— Start of MATERIAL FOR THIS TASK —

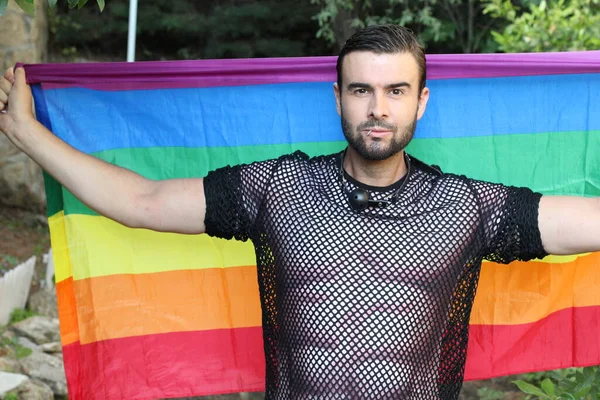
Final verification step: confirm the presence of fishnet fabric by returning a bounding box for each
[205,152,545,399]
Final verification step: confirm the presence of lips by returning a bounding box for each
[364,129,392,138]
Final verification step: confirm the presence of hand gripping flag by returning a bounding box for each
[26,52,600,400]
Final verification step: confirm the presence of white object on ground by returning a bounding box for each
[0,256,36,325]
[0,371,29,396]
[43,249,54,292]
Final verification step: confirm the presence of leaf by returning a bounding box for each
[542,378,554,396]
[513,381,550,399]
[573,386,592,399]
[15,0,35,17]
[0,0,8,15]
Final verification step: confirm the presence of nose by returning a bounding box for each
[369,93,389,120]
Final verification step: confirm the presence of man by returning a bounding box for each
[0,26,600,399]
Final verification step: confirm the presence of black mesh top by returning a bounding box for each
[204,152,545,399]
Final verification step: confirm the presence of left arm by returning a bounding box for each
[538,196,600,255]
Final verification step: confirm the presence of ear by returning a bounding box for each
[333,83,342,116]
[417,87,429,119]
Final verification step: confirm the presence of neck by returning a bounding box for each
[344,146,407,187]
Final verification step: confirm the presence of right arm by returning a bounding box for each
[0,68,206,234]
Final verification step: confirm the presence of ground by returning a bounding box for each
[0,204,524,400]
[0,204,50,293]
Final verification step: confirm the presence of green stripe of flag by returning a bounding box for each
[47,131,600,215]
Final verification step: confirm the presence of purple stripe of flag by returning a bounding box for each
[19,51,600,90]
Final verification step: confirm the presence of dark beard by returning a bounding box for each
[342,111,417,161]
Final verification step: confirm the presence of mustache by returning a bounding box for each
[356,121,398,132]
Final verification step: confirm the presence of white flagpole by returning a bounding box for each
[127,0,137,62]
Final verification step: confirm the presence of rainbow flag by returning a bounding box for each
[26,52,600,400]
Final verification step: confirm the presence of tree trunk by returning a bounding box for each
[0,0,48,211]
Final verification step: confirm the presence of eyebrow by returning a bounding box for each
[347,82,411,90]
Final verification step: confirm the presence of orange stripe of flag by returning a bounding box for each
[57,266,261,344]
[470,253,600,325]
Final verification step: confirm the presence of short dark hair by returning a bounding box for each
[336,25,427,94]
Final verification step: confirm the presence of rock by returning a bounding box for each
[11,316,60,344]
[28,290,58,318]
[21,351,67,396]
[12,379,54,400]
[2,330,17,340]
[17,337,40,351]
[0,357,23,374]
[39,342,62,353]
[0,372,29,396]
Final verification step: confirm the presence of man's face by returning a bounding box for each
[334,51,429,160]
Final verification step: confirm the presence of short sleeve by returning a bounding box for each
[471,181,547,264]
[204,160,276,241]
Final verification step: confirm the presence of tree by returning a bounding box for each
[311,0,504,53]
[49,0,332,61]
[0,0,104,16]
[484,0,600,53]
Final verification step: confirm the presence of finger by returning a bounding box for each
[14,67,27,87]
[0,90,8,105]
[0,78,12,97]
[4,68,15,83]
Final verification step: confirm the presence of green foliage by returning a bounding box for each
[484,0,600,52]
[0,254,19,277]
[311,0,503,53]
[50,0,332,61]
[0,0,104,17]
[4,393,19,400]
[515,367,600,400]
[8,308,37,324]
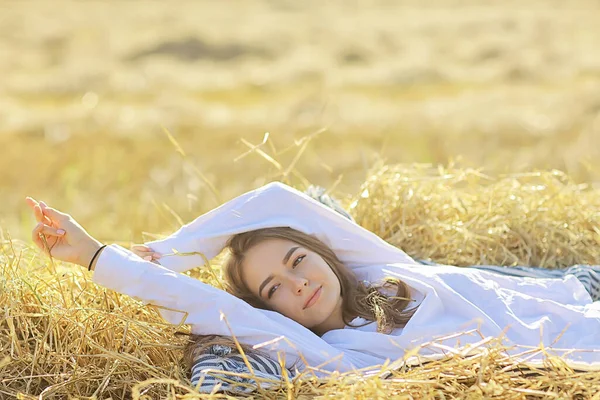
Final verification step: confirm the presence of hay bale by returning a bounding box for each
[351,164,600,268]
[0,165,600,399]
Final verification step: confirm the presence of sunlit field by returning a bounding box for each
[0,0,600,399]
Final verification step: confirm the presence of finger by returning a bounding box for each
[33,204,52,225]
[31,223,46,250]
[25,196,37,208]
[131,244,153,251]
[134,251,152,258]
[40,201,69,221]
[36,222,66,237]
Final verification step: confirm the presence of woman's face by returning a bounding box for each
[242,239,343,333]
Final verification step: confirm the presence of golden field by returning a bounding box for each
[0,0,600,398]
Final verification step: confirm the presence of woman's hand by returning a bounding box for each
[25,197,102,268]
[131,244,161,264]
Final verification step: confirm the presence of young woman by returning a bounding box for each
[28,183,600,392]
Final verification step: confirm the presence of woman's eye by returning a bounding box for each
[293,256,306,268]
[267,284,279,299]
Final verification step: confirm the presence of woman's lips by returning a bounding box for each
[304,286,323,309]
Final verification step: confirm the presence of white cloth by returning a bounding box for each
[93,183,600,371]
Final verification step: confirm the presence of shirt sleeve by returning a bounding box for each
[146,182,417,272]
[93,245,372,371]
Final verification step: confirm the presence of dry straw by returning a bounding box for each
[0,165,600,400]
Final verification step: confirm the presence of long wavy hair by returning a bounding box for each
[184,227,417,368]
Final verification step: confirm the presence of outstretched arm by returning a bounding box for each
[27,198,377,371]
[146,182,416,271]
[93,245,377,371]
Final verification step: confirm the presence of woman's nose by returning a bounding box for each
[292,277,308,294]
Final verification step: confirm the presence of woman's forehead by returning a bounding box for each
[244,239,297,264]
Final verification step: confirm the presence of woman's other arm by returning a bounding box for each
[93,245,373,370]
[146,182,416,271]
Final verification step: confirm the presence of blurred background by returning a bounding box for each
[0,0,600,242]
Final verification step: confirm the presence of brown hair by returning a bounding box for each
[184,227,416,367]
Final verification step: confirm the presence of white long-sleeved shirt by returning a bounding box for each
[93,183,600,371]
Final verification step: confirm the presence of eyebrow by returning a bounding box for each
[258,246,300,297]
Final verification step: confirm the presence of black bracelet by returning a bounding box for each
[88,245,106,271]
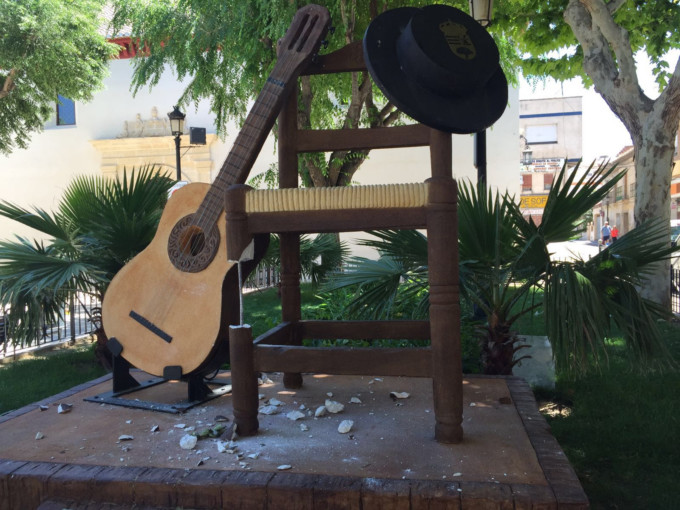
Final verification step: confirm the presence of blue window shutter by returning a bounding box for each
[57,94,76,126]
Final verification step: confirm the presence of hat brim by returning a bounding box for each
[363,7,508,134]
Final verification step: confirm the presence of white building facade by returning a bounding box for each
[0,44,519,239]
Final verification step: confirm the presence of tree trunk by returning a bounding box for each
[564,0,680,310]
[634,123,675,310]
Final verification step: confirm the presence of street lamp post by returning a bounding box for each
[468,0,493,27]
[468,0,493,184]
[168,106,186,181]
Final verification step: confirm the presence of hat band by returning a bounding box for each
[396,21,475,96]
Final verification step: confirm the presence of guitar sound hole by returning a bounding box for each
[179,226,205,257]
[168,214,220,273]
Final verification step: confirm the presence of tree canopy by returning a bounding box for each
[0,0,118,154]
[109,0,515,186]
[494,0,680,307]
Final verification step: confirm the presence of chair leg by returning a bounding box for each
[229,326,260,436]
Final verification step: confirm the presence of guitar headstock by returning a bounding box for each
[278,4,331,70]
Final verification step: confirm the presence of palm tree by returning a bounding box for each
[326,161,673,374]
[259,233,349,287]
[0,166,174,365]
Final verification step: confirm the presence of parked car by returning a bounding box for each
[671,220,680,246]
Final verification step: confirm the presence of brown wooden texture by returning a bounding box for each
[298,320,430,343]
[102,4,330,376]
[225,184,252,262]
[508,377,588,508]
[278,87,302,389]
[427,130,463,443]
[229,326,260,436]
[248,207,425,233]
[255,345,432,377]
[254,322,297,345]
[361,478,412,510]
[297,124,430,152]
[300,41,366,76]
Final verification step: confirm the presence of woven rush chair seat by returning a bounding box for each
[245,182,428,214]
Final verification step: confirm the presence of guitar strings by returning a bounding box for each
[174,13,320,266]
[157,16,318,321]
[173,14,319,267]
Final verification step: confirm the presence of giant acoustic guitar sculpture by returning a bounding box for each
[102,5,330,379]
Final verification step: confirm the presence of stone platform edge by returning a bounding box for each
[0,375,589,510]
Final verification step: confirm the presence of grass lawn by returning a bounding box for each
[0,287,680,510]
[0,345,106,414]
[536,324,680,510]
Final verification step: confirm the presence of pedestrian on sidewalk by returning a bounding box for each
[601,221,612,245]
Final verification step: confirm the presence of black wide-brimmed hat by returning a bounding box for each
[364,5,508,134]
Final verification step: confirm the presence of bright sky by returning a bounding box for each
[519,50,680,163]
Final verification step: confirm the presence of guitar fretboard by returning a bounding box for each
[196,62,292,231]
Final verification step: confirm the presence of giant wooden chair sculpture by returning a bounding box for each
[226,6,507,443]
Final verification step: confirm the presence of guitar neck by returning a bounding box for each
[197,61,295,227]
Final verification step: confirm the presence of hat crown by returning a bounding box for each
[363,5,508,134]
[396,5,499,95]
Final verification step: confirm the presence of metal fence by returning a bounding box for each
[0,267,280,359]
[0,294,101,358]
[243,266,281,291]
[671,267,680,314]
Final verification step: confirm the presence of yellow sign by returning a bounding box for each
[519,195,548,209]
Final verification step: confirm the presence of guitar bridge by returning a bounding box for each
[130,310,172,343]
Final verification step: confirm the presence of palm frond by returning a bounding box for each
[0,201,72,241]
[538,162,626,244]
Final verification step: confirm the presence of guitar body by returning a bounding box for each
[102,4,330,379]
[102,183,266,376]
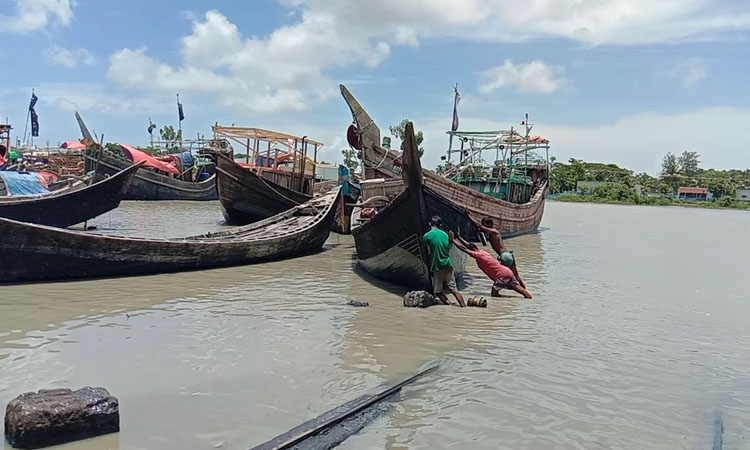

— End of MATERIAL FOR THIS TASK —

STATED TASK: Locate each line in the data above that contains the word "stripe", and copy those lines out in full.

WORKED ANSWER:
Final verification step: confirm the presence of green stripe of flag by returning a bounding box for each
Final verification step: confirm the presence of purple stripe of flag by returning a bounding box for each
Final verification step: confirm the presence of orange stripe of flag by returning a bounding box for each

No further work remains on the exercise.